For each line below, check whether "Werder" is present. Report how many lines have it, nothing else.

Given data:
*-*-*

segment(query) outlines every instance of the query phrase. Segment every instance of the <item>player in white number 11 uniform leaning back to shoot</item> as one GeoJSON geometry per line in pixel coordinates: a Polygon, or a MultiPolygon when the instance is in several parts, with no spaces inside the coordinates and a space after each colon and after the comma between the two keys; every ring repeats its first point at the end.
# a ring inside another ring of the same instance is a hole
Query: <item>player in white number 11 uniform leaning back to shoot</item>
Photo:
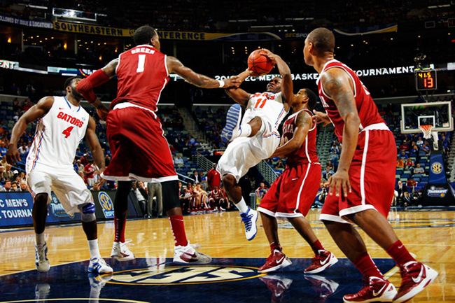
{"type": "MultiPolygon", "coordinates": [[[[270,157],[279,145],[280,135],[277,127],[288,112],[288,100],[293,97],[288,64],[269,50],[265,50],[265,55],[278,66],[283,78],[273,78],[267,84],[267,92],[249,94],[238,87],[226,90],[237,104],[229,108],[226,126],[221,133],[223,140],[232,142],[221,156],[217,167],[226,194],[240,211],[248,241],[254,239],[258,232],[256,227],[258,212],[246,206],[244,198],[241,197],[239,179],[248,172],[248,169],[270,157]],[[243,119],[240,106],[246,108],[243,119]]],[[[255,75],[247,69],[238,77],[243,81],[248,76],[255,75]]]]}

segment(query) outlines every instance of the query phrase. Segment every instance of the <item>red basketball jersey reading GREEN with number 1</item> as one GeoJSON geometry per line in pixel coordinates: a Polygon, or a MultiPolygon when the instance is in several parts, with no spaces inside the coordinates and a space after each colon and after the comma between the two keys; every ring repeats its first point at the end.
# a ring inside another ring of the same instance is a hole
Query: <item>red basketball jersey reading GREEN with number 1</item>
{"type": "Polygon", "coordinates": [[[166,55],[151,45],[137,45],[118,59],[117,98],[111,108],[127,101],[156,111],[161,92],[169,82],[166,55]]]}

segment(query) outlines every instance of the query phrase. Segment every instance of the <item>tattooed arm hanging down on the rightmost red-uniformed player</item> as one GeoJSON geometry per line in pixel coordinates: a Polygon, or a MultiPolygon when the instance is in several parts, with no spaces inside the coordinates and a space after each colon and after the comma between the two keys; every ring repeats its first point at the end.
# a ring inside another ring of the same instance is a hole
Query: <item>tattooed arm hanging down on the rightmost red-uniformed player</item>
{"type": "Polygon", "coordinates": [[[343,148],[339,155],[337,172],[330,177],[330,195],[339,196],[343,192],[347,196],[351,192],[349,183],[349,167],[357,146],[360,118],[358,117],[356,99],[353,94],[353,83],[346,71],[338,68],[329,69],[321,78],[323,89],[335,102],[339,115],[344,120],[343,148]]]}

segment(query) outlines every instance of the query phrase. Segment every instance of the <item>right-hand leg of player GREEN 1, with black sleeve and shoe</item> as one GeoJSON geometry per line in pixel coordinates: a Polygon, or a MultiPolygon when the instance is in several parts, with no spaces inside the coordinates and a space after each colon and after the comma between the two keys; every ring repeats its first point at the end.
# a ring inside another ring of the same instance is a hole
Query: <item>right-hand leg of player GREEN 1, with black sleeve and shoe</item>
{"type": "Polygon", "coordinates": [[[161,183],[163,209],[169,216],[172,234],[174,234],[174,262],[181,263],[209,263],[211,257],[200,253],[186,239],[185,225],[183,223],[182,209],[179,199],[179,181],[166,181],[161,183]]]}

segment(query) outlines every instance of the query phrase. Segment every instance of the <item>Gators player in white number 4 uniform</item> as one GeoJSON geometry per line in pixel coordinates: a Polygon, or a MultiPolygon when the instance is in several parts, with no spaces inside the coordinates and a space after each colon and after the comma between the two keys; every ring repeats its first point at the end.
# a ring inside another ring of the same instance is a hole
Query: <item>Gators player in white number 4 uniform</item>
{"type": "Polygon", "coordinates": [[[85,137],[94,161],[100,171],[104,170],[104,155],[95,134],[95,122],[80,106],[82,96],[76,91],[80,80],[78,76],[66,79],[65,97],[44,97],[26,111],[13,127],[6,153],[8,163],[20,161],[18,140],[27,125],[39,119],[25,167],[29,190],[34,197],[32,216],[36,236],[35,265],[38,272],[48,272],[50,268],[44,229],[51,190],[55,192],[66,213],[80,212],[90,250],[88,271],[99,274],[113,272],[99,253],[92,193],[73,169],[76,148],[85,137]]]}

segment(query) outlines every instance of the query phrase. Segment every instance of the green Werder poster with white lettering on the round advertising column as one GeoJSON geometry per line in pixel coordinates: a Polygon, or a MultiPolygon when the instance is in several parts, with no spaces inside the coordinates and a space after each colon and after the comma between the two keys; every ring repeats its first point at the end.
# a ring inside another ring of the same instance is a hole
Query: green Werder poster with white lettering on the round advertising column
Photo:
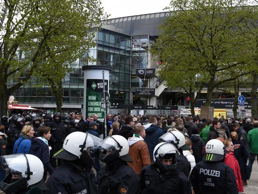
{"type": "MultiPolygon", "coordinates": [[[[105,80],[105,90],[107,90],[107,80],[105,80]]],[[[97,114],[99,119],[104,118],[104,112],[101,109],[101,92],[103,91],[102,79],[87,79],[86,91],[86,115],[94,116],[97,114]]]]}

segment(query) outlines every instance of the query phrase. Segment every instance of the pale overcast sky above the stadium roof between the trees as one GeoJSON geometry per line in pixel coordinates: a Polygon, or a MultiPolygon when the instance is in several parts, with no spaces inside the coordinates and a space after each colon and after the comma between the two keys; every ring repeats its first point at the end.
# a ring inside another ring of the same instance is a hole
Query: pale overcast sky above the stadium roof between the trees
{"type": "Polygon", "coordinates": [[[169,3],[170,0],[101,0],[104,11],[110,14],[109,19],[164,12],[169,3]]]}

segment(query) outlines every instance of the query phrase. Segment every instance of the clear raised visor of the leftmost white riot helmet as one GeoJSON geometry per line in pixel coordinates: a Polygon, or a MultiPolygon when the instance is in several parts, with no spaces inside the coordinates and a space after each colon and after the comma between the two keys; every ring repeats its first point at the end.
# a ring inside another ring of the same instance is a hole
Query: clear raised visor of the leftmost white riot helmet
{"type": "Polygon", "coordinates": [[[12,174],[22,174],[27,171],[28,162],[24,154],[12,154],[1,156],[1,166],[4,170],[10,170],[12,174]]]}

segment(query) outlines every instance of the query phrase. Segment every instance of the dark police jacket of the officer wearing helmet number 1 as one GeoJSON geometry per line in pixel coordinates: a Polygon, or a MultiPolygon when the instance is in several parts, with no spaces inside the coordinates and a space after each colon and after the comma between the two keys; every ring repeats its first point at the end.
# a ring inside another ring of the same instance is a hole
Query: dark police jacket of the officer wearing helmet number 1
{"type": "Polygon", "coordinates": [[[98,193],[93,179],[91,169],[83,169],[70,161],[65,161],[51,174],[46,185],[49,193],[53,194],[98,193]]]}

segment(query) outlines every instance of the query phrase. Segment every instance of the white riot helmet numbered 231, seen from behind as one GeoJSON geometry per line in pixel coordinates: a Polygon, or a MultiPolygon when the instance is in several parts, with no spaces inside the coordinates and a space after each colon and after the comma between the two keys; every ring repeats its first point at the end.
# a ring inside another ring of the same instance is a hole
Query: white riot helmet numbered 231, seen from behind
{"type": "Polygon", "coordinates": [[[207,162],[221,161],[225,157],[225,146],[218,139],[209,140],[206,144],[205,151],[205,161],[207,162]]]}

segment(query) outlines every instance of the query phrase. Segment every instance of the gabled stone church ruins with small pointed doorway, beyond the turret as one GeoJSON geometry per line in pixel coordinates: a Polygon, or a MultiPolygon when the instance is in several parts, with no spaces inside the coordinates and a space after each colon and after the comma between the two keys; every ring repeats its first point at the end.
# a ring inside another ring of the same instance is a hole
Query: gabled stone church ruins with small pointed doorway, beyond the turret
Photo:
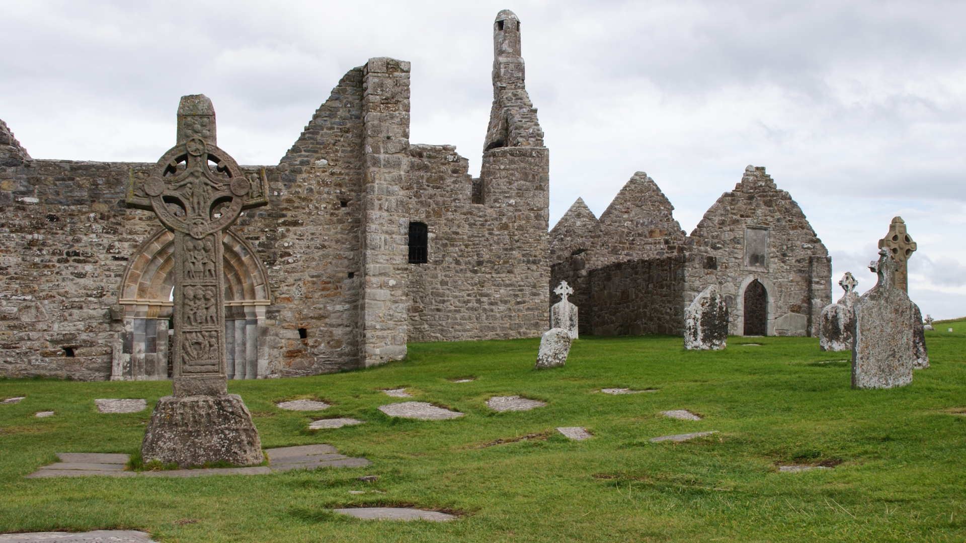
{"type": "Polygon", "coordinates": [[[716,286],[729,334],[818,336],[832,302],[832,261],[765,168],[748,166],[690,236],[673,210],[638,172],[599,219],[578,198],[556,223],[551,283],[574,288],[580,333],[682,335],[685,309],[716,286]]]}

*-*-*

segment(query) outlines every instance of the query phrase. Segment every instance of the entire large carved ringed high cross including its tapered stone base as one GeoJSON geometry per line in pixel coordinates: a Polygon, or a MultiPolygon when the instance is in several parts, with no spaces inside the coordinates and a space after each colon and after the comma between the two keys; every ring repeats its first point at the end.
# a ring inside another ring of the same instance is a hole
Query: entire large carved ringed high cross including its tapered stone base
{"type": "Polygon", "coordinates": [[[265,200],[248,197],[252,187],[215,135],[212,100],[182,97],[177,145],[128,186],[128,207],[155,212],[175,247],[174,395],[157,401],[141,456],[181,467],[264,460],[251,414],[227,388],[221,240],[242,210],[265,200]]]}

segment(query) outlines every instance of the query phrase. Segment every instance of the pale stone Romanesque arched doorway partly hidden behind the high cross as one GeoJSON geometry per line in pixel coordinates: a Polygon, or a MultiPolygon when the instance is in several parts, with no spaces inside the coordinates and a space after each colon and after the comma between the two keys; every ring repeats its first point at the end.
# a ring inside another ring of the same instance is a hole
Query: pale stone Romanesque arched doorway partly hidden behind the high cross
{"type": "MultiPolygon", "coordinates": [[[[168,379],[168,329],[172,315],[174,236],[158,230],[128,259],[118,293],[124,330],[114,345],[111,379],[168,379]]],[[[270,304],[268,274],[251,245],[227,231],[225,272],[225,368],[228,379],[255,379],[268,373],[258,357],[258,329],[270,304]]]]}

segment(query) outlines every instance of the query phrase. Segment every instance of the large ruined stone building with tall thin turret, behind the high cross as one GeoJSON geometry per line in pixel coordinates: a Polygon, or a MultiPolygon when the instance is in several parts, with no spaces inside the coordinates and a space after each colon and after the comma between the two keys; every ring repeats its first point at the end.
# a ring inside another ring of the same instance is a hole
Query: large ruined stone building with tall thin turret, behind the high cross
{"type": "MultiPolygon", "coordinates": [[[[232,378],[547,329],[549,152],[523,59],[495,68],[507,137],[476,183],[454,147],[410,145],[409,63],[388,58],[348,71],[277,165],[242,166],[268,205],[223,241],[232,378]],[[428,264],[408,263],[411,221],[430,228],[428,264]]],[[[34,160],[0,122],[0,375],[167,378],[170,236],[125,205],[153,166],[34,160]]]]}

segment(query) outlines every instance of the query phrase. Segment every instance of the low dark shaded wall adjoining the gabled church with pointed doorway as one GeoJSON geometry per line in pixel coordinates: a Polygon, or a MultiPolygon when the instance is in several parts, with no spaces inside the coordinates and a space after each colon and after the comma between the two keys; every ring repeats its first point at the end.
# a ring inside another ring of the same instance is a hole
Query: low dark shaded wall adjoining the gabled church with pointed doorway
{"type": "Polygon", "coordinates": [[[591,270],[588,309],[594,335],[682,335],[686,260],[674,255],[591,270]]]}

*-*-*

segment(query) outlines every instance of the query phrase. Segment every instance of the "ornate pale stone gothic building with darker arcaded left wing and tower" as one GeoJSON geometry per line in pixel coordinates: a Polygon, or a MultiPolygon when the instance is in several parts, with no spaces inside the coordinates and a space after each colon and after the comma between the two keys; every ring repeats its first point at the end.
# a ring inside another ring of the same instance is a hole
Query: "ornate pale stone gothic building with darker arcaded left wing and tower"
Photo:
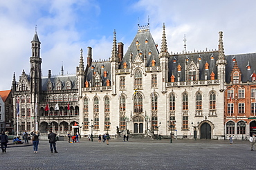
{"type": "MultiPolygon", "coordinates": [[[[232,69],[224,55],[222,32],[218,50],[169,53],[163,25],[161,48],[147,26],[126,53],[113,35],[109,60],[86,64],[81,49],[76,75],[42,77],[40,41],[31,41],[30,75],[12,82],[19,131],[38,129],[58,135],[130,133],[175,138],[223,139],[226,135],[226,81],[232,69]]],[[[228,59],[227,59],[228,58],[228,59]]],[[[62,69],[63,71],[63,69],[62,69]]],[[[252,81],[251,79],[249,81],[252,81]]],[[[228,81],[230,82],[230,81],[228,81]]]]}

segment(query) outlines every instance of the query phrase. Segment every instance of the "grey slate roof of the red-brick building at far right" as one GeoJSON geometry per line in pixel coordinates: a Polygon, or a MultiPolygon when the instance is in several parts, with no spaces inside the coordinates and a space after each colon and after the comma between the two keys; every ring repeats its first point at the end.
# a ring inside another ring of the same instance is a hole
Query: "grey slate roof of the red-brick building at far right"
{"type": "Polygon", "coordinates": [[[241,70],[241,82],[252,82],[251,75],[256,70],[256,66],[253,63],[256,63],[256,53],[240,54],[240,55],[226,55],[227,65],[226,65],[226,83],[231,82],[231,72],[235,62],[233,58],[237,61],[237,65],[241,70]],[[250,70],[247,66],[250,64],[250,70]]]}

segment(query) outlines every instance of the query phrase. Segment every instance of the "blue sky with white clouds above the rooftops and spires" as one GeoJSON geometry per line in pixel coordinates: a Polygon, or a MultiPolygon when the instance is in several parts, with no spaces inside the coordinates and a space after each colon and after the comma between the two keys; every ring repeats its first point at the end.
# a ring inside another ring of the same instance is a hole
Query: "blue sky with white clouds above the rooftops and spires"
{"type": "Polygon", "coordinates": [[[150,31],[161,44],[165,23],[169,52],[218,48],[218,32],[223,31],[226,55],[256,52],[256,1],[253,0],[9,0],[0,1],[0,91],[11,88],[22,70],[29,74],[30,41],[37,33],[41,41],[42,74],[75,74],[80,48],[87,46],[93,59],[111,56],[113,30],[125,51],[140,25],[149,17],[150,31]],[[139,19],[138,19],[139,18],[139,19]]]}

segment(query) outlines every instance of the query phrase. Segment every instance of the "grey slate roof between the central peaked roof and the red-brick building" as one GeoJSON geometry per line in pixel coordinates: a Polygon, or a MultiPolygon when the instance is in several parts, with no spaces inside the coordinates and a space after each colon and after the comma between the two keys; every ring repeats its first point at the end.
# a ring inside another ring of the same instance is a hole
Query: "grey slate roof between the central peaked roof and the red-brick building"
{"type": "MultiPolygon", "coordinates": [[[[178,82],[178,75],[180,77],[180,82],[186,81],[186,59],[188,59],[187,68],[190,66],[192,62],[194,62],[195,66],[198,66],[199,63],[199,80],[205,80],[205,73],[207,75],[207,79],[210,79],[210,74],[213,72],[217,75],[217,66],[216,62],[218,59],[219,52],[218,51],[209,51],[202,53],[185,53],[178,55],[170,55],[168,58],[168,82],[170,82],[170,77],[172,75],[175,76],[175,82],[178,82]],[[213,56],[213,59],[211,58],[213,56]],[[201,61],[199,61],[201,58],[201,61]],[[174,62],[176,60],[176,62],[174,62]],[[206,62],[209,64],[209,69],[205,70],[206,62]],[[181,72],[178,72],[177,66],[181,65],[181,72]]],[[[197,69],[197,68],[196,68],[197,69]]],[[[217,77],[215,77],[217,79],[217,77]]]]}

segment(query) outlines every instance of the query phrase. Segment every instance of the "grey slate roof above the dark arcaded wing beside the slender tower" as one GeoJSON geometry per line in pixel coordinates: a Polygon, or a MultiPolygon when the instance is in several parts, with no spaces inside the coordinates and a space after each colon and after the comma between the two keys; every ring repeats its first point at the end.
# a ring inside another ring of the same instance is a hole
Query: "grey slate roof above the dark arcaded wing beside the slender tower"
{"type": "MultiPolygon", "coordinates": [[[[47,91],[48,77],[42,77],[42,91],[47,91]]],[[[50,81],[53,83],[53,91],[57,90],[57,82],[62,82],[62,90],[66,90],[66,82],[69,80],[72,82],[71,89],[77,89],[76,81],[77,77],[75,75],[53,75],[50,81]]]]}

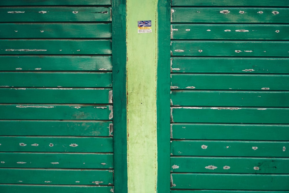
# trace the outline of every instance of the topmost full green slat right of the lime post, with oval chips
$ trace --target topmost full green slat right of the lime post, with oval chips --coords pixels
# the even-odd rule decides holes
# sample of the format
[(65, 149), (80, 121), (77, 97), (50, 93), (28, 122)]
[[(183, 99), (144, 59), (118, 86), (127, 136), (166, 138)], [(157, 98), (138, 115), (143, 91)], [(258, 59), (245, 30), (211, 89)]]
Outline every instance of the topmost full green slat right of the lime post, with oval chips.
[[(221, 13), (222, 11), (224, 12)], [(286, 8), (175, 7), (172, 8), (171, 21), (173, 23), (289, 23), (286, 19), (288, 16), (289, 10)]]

*-*-*

Solution to this problem: 2